• **EXERCISE DETAILS**
Rewrite the lines from the one with "Target: man's short hair" up to and including the one with "[(489, 342)]", swapping every "man's" for "rider's" and keeping everything else the same.

(Photo point labeling records)

════════════════

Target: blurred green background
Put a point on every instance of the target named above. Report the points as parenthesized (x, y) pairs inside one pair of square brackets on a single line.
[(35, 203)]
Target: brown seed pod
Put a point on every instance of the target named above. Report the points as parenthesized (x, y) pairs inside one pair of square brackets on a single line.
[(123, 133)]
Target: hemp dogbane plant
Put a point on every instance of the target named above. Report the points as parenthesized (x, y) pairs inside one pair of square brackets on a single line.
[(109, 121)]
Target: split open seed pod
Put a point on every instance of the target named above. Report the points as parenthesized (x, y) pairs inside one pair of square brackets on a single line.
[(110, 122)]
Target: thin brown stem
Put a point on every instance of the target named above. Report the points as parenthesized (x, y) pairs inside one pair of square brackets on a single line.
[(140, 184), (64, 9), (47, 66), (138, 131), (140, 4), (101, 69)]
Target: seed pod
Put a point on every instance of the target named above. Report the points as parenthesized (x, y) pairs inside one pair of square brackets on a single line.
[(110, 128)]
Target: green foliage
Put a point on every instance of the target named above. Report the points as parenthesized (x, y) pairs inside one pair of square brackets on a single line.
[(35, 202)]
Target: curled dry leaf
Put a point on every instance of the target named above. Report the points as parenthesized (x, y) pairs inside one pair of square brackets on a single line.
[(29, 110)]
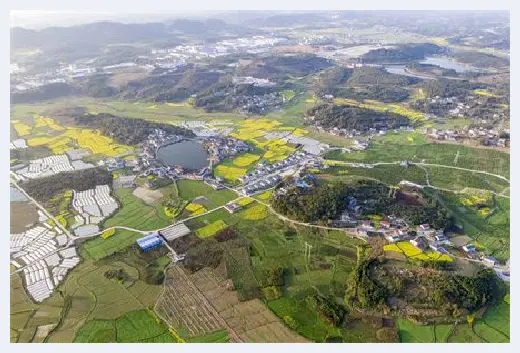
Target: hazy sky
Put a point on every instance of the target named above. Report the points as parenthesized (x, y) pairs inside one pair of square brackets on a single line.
[(41, 19)]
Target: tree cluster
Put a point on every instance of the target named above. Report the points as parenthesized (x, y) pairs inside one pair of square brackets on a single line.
[(352, 117), (127, 131), (403, 53)]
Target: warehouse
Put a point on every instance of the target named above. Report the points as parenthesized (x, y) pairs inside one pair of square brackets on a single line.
[(149, 242), (174, 232)]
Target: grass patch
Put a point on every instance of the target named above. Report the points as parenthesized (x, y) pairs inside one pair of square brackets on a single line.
[(411, 333), (211, 229), (133, 327)]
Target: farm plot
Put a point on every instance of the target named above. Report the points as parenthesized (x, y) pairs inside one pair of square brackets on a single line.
[(93, 206), (185, 308), (250, 320), (490, 161), (411, 333), (229, 172), (245, 160), (90, 295), (104, 246), (211, 229), (135, 326), (191, 189), (412, 252), (135, 213), (255, 212)]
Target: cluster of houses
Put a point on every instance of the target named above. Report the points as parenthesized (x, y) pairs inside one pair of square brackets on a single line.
[(223, 147), (301, 180), (395, 229), (488, 137), (218, 147), (471, 251), (271, 173)]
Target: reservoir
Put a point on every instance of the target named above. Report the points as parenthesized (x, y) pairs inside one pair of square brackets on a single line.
[(188, 154)]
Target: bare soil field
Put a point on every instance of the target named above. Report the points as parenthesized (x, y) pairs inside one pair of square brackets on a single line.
[(251, 320), (148, 196), (185, 308)]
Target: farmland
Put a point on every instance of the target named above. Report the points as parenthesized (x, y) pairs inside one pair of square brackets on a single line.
[(185, 308), (493, 327), (211, 229), (134, 213), (250, 320), (414, 253), (190, 189), (491, 231), (47, 133), (477, 159), (139, 326), (86, 295)]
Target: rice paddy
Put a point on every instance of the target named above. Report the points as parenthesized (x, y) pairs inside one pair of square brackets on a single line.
[(228, 172), (255, 213), (211, 229), (245, 160), (69, 138), (414, 253)]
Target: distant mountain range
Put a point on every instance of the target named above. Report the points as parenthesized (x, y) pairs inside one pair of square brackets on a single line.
[(105, 33)]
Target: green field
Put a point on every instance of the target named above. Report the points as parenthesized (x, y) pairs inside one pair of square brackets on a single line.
[(476, 159), (134, 213), (138, 326), (411, 333), (493, 327), (388, 174), (492, 232), (142, 110), (99, 248), (87, 295), (190, 189)]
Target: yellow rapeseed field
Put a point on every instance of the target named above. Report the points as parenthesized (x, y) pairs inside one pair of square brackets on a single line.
[(192, 207), (47, 122), (245, 160), (97, 143), (21, 128), (244, 201), (108, 233), (265, 195), (211, 229), (414, 253), (256, 212), (229, 173)]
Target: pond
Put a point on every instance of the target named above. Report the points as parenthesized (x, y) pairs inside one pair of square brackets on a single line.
[(189, 154)]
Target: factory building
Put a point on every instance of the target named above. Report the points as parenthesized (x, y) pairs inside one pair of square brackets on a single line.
[(149, 242)]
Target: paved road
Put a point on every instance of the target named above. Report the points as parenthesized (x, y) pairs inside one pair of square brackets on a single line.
[(420, 164), (58, 224)]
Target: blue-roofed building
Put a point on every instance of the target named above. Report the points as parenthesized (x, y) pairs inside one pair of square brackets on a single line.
[(149, 242)]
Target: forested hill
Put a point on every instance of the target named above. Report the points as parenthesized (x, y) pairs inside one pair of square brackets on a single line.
[(403, 53), (127, 131), (352, 117)]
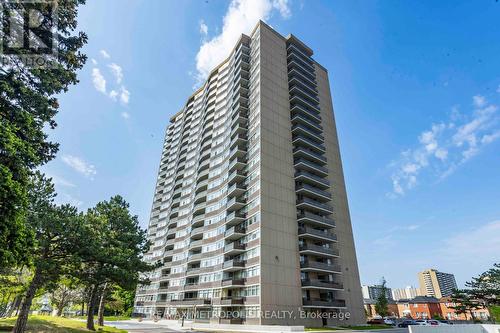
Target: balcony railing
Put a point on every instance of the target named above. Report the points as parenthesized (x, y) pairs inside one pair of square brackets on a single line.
[(323, 303), (320, 284), (314, 205), (316, 219), (320, 266)]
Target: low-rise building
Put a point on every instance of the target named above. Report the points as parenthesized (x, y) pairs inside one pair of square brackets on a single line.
[(448, 311), (420, 307), (374, 291), (370, 311), (408, 292)]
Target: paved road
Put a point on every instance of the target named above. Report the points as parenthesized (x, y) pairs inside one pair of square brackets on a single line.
[(144, 327), (150, 327)]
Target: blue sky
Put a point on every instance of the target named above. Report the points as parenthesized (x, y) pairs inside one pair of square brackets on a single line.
[(416, 87)]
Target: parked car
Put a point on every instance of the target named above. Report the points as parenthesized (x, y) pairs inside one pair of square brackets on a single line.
[(406, 323), (389, 321)]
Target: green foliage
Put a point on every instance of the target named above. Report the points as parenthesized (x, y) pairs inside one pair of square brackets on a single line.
[(118, 243), (121, 302), (495, 313), (55, 325), (482, 292), (382, 305), (27, 106)]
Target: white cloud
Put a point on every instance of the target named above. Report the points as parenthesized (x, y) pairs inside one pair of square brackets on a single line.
[(462, 248), (478, 101), (113, 94), (65, 198), (282, 7), (241, 17), (489, 138), (203, 28), (124, 95), (105, 54), (117, 72), (79, 165), (61, 181), (447, 145), (98, 80)]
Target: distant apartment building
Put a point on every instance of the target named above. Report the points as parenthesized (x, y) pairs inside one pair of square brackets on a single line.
[(250, 211), (436, 284), (405, 293), (374, 292), (425, 307)]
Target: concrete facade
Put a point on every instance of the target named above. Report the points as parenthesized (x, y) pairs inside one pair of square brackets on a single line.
[(250, 216), (437, 284)]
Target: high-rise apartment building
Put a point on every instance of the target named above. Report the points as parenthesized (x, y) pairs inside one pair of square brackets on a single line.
[(408, 292), (373, 292), (250, 214), (436, 284)]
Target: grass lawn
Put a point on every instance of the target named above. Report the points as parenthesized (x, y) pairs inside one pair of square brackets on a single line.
[(48, 324), (495, 313), (354, 328), (108, 318)]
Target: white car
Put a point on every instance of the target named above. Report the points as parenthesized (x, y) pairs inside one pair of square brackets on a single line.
[(389, 321), (428, 322)]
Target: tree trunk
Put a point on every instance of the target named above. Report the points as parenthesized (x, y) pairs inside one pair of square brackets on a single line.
[(22, 319), (100, 316), (14, 305), (91, 308)]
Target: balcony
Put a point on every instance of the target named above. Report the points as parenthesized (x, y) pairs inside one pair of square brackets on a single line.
[(193, 271), (235, 204), (298, 100), (313, 205), (317, 220), (198, 221), (307, 121), (233, 265), (317, 266), (233, 282), (236, 190), (320, 284), (319, 251), (314, 134), (304, 93), (197, 232), (297, 78), (308, 232), (307, 177), (234, 248), (237, 164), (323, 303), (234, 218), (303, 164), (237, 176), (200, 197), (234, 233), (191, 301), (310, 144), (236, 152), (239, 141), (228, 301), (238, 129), (313, 192)]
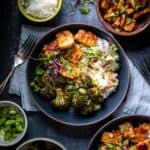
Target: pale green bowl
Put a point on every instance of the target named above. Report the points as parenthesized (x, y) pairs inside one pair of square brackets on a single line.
[(31, 18)]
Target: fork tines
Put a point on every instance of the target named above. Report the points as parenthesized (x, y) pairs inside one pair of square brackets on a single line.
[(27, 46), (144, 67)]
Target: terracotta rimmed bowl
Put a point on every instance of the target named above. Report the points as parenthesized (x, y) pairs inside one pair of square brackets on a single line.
[(134, 119), (140, 27), (70, 117)]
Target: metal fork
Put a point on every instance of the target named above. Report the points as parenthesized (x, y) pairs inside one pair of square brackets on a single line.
[(20, 58), (144, 68)]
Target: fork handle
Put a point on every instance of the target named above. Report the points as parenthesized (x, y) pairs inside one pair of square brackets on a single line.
[(4, 83)]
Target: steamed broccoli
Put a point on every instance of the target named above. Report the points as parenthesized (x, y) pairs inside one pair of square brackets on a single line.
[(79, 100), (62, 100), (95, 95)]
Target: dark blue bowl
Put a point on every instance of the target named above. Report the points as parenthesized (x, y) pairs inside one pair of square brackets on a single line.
[(71, 118), (134, 119)]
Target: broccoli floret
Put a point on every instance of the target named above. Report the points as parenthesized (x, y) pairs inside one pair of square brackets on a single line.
[(79, 100), (62, 100), (87, 81)]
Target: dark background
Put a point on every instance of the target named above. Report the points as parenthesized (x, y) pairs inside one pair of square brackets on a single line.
[(136, 47)]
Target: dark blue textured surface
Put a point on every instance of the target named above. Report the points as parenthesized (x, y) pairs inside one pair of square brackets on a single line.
[(10, 24)]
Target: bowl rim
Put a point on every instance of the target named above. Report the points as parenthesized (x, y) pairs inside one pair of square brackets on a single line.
[(31, 18), (113, 121), (41, 139), (125, 34), (22, 134), (122, 98)]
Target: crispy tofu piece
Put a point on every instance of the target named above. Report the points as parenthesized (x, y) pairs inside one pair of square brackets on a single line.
[(129, 11), (130, 27), (127, 130), (123, 20), (76, 55), (49, 48), (113, 137), (117, 22), (141, 133), (145, 145), (71, 73), (65, 39), (141, 13), (105, 4), (108, 15), (119, 5), (133, 147), (86, 38)]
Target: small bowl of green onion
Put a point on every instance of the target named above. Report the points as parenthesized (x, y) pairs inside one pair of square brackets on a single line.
[(13, 123)]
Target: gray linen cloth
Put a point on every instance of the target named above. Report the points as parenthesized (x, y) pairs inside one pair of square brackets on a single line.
[(137, 100)]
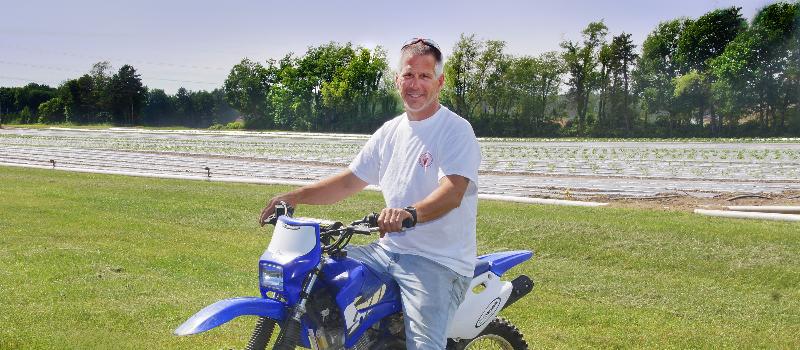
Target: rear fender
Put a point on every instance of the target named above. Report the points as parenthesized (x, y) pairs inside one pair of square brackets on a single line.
[(223, 311)]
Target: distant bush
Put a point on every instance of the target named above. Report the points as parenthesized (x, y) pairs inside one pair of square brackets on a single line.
[(236, 125)]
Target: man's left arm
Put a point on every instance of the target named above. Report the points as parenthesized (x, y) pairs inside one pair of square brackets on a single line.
[(441, 201)]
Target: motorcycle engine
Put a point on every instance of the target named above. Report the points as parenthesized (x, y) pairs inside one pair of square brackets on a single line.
[(324, 313)]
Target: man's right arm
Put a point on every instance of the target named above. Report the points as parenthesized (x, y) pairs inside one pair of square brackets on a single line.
[(326, 191)]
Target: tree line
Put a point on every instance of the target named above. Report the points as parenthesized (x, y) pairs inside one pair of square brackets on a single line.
[(716, 75), (119, 98)]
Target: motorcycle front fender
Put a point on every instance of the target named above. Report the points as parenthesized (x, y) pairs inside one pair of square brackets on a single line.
[(223, 311)]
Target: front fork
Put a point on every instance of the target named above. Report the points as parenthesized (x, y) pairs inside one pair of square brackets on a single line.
[(290, 334)]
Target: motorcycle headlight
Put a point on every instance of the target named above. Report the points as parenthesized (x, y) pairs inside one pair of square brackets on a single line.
[(271, 277)]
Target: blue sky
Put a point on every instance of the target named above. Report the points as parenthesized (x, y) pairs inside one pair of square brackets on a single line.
[(195, 43)]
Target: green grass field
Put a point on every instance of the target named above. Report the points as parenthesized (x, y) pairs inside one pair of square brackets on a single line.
[(96, 261)]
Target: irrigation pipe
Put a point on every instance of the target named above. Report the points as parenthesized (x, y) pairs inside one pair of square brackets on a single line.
[(540, 200), (748, 215), (204, 177), (782, 209)]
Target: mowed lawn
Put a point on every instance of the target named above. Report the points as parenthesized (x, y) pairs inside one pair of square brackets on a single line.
[(112, 262)]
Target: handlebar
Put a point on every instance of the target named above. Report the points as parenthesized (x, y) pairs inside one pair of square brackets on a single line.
[(331, 229)]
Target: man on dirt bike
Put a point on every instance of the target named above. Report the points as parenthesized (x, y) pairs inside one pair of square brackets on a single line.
[(426, 164)]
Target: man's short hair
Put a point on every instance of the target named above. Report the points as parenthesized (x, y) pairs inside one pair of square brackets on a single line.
[(421, 47)]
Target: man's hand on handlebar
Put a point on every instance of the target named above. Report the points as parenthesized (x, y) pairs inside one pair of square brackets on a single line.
[(394, 220), (287, 198)]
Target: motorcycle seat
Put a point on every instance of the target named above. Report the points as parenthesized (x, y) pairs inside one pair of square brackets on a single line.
[(481, 266), (500, 262)]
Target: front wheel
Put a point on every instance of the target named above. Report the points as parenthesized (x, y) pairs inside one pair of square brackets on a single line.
[(261, 334), (499, 334)]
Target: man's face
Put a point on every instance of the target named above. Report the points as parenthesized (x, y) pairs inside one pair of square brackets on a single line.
[(418, 85)]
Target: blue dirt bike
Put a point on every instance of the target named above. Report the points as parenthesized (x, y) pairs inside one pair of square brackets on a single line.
[(321, 299)]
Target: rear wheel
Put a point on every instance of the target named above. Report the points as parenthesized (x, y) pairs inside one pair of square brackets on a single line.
[(261, 334), (499, 334)]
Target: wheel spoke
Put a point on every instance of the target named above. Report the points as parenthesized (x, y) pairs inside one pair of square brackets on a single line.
[(489, 342)]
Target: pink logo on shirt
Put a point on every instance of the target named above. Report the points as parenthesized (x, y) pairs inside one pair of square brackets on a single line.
[(425, 160)]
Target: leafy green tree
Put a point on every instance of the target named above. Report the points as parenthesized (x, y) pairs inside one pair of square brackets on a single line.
[(459, 71), (656, 69), (756, 73), (78, 98), (159, 108), (127, 95), (52, 111), (581, 61), (31, 96), (706, 37), (247, 88), (621, 59)]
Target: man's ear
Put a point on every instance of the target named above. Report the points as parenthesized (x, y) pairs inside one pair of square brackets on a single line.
[(397, 81)]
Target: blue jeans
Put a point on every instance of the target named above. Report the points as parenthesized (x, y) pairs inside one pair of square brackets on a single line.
[(431, 293)]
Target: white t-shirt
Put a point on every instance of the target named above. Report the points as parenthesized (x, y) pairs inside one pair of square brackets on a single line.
[(407, 159)]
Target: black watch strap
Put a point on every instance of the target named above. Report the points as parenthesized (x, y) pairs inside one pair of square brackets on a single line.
[(413, 212)]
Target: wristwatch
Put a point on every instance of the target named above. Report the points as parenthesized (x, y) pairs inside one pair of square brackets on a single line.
[(413, 212)]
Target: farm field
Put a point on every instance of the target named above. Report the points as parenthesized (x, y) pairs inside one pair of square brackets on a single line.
[(92, 261), (525, 168)]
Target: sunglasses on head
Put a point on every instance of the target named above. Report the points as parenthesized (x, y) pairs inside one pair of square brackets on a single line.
[(428, 42)]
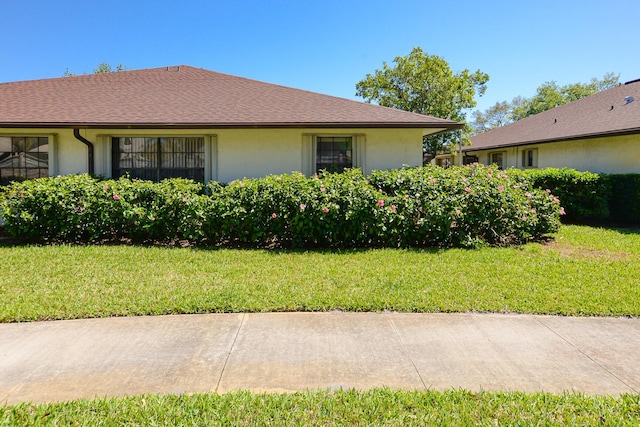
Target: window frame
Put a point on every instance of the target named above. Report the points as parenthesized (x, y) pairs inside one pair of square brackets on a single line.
[(533, 152), (490, 160), (209, 153), (309, 151), (334, 166), (52, 160)]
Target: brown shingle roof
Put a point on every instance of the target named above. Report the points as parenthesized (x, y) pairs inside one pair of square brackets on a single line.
[(604, 113), (187, 97)]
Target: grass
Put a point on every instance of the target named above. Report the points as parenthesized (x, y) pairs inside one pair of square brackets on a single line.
[(583, 271), (335, 408)]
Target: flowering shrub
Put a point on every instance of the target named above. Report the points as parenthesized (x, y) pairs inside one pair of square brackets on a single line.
[(79, 208), (464, 207), (584, 195)]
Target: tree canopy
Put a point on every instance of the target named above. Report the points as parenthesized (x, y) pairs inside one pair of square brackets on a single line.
[(101, 68), (548, 95), (425, 84)]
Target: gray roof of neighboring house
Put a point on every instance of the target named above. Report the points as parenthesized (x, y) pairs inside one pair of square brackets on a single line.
[(188, 97), (602, 114)]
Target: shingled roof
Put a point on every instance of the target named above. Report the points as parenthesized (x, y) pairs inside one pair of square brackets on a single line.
[(188, 97), (615, 111)]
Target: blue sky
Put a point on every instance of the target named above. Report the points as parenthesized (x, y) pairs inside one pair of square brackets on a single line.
[(326, 46)]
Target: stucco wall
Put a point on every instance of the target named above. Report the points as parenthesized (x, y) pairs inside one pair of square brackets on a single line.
[(237, 153), (620, 154)]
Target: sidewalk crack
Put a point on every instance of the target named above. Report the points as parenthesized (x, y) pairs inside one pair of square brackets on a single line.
[(539, 320), (233, 345), (405, 351)]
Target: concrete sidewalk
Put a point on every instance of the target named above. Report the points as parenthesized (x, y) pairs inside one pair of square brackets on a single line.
[(62, 360)]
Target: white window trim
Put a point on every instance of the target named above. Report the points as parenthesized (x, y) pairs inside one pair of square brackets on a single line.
[(490, 158), (210, 149), (53, 147), (309, 149), (535, 158)]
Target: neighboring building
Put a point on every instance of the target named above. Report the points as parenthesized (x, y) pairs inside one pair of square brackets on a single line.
[(598, 133), (188, 122)]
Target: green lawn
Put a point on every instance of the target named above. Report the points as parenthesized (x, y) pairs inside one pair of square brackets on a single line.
[(338, 408), (583, 271)]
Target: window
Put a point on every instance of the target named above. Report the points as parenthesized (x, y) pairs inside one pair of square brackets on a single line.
[(158, 158), (23, 157), (334, 153), (444, 162), (497, 159), (530, 158)]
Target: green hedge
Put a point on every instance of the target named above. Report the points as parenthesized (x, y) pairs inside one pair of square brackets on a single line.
[(584, 195), (624, 198), (413, 207), (589, 197)]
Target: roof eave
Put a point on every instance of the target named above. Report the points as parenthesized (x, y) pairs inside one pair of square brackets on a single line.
[(550, 140), (243, 125)]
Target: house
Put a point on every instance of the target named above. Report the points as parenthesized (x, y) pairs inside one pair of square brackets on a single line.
[(182, 121), (599, 133)]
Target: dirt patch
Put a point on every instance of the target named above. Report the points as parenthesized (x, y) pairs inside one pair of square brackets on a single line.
[(569, 251)]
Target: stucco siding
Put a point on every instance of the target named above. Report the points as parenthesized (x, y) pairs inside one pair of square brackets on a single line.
[(238, 153), (393, 148), (615, 155)]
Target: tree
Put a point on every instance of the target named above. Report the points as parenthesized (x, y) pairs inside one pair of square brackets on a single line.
[(548, 95), (101, 68), (498, 115), (425, 84)]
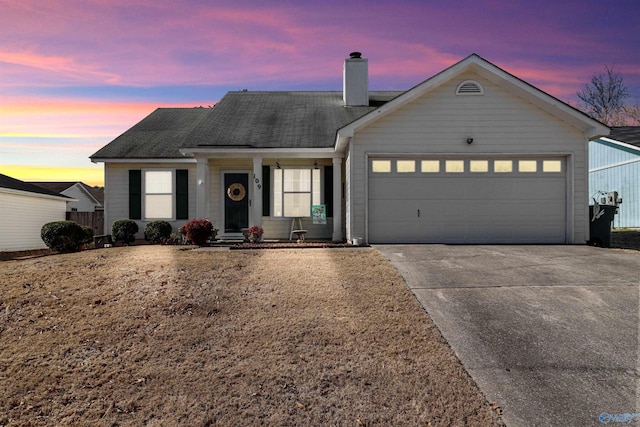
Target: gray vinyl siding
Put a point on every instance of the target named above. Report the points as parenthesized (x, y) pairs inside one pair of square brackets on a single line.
[(616, 175), (22, 216), (439, 123)]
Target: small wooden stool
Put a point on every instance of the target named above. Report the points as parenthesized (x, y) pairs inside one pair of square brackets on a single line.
[(300, 234)]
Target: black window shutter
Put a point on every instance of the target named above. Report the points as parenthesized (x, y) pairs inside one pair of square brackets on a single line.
[(182, 194), (266, 190), (135, 194), (328, 190)]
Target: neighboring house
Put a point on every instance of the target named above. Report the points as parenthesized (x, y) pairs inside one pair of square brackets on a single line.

════════════════

• **SOLUTION TO THIS PROBLEM**
Target: rider's short hair
Put a point on every instance of the target named above. Report the points as parenthesized (x, y) pairs inside one pair of square brackets on a single line.
[(421, 47)]
Target: rider's hand on handlebar
Put a point on every instance of the target named above. Report the points as parenthesized (x, y) pairs inside one pair of square brackets on a single line.
[(394, 220), (287, 198)]
Target: motorcycle seat
Put a point on every instance of the target named above. Report the points as parenthesized (x, y) pairs inside one pair of square brackets on a single line.
[(481, 266), (500, 262)]
Target: front wheel
Put a point on every instance of the target named above. Report the points as parenthesized (x, y) pairs inside one pair of square brackets on a single line.
[(261, 334), (499, 334)]
Target: rider's face
Put a point on every instance of the target named above. Report the points as parenthesized (x, y) pairs inside one pair of square brackets on a single line.
[(418, 85)]
Target: blue dirt bike
Put a point on every instance of the target named above. Report the points as parenthesized (x, y) pairs inside one pair of square brackets on a single line.
[(321, 299)]
Target: rear wheel
Put a point on every instance of the target named above. Report the points as parenthesized (x, y) pairs inside one pair of square brackets on a single line.
[(261, 334), (499, 334)]
Target: wheel spoke
Put a point on every instance of the target named above. Report the points as parenthesized (x, y) pairs inside one pair of square brackets on a single line.
[(489, 342)]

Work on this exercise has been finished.